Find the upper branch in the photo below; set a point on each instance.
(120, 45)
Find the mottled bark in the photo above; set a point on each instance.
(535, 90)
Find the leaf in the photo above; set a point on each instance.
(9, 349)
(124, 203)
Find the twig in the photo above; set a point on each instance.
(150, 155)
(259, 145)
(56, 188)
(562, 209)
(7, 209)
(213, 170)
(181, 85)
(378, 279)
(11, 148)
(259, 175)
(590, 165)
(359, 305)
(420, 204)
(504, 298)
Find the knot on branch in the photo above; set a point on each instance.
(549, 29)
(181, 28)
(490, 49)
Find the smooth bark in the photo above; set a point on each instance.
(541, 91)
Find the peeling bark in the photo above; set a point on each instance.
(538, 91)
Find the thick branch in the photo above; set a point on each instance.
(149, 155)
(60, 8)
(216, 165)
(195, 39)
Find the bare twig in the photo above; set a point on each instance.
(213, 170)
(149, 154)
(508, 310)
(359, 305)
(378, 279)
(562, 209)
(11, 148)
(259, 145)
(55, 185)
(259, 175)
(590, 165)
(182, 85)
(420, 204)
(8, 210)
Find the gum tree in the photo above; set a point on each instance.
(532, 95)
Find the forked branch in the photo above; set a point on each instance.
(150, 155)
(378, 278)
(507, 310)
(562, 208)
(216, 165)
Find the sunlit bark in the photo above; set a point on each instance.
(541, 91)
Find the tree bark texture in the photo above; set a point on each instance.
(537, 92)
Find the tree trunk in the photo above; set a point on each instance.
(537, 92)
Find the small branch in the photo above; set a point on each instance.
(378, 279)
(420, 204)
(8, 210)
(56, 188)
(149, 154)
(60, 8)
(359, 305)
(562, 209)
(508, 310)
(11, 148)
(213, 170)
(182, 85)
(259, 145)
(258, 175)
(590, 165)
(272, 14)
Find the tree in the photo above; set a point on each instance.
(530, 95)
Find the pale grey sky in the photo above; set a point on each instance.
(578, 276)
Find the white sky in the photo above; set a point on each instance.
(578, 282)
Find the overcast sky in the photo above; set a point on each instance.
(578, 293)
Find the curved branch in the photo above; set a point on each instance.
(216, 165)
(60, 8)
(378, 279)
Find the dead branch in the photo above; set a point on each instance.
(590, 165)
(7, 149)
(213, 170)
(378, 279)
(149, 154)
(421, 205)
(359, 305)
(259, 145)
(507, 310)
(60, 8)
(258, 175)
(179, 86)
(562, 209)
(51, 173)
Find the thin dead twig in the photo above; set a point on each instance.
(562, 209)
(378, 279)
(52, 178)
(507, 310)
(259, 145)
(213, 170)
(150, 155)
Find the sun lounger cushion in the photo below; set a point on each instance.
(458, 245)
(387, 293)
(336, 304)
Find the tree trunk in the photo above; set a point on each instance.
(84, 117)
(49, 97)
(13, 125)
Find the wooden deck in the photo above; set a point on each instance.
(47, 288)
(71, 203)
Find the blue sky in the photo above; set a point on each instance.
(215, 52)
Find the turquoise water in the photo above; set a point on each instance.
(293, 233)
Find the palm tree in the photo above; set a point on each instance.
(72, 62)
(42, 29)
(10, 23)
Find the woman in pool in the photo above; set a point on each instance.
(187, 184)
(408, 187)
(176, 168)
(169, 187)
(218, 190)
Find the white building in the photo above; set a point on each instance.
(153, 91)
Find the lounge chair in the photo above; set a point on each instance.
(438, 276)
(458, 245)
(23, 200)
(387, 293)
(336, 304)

• _GOAL_
Copy each line of the data above without altering a single character.

• _COMPLETED TASK_
Find the upper branch in the photo below; set a point on each instance.
(120, 45)
Find the mottled bark in the photo above; set a point on each instance.
(535, 90)
Find the leaf in the photo above; set a point on each instance.
(9, 349)
(124, 203)
Find the twig in the photo above; set a point on each instance.
(150, 155)
(259, 145)
(56, 188)
(562, 209)
(7, 209)
(213, 170)
(181, 85)
(378, 279)
(11, 148)
(259, 175)
(590, 165)
(359, 305)
(420, 204)
(504, 298)
Find the knot on branch in the photo above; set a point on each instance.
(549, 29)
(181, 28)
(490, 49)
Find the smooth bark in the photo above; set a point on each instance.
(541, 91)
Find the peeling bark in the photo above; set a point on each instance.
(538, 91)
Find the thick branch in the photo above; set a point on each instance.
(149, 155)
(60, 8)
(216, 165)
(195, 39)
Find the bare twig in the photo above; set a point on each instance.
(213, 170)
(149, 154)
(508, 310)
(359, 305)
(378, 279)
(562, 209)
(11, 148)
(259, 145)
(55, 185)
(259, 175)
(590, 165)
(182, 85)
(420, 204)
(8, 210)
Find the gum tree in the photo above; set a point on each instance.
(532, 95)
Find the forked branch in the photo above; set a point on each instance.
(150, 155)
(378, 278)
(507, 310)
(562, 208)
(216, 165)
Find the sunlit bark in the photo above; set a point on each instance.
(541, 91)
Find the tree bark texture in the photo above; set a point on each instance.
(537, 92)
Find the tree trunk in the photo above; set a point on each instance.
(537, 92)
Find the small branch in the photo above; set a point on each instance.
(378, 279)
(420, 204)
(8, 210)
(56, 188)
(149, 154)
(60, 8)
(359, 305)
(562, 209)
(508, 310)
(11, 148)
(213, 170)
(182, 85)
(259, 145)
(258, 175)
(590, 165)
(272, 14)
Find the tree in the photo above; set a point on each instance.
(530, 95)
Find the pale grey sky in the photo above; set a point on each instance.
(578, 276)
Find the white sky in the photo above; set a point on each instance.
(578, 282)
Find the overcast sky in the photo above; set a point on each instance.
(578, 293)
Find the curved branch in the photo above; set a point on each instance.
(216, 165)
(60, 8)
(378, 279)
Find the dead branch in the photo above; set a point on each instance.
(590, 165)
(7, 149)
(213, 170)
(378, 279)
(149, 154)
(421, 205)
(359, 305)
(259, 145)
(507, 310)
(60, 8)
(258, 175)
(179, 86)
(562, 209)
(51, 173)
Find the thin dead twig in the photo above; set a point on each instance.
(562, 209)
(378, 279)
(52, 178)
(507, 310)
(259, 145)
(213, 170)
(150, 155)
Find the sun lounger cushion in the photo below; set a point on each instance.
(458, 245)
(387, 293)
(336, 304)
Find the tree trunk in the photo above; set a point on each instance.
(84, 117)
(49, 97)
(13, 125)
Find the wooden deck in the photo above; set a point on each instance.
(47, 288)
(71, 203)
Find the blue sky in the photo above; set a point on each instance.
(215, 52)
Find the turquoise water in the photo above; set a point on each instance.
(293, 233)
Find the palm tree in the photo above; set a point on each instance.
(72, 62)
(42, 29)
(10, 23)
Find the woman in pool in the photo above; set a point on each instance.
(187, 184)
(408, 187)
(176, 168)
(169, 187)
(218, 190)
Find the white building in the photo above; set a point on each instance.
(153, 91)
Find the lounge chair in the photo above; set a point on each instance.
(438, 276)
(458, 245)
(23, 200)
(387, 293)
(336, 304)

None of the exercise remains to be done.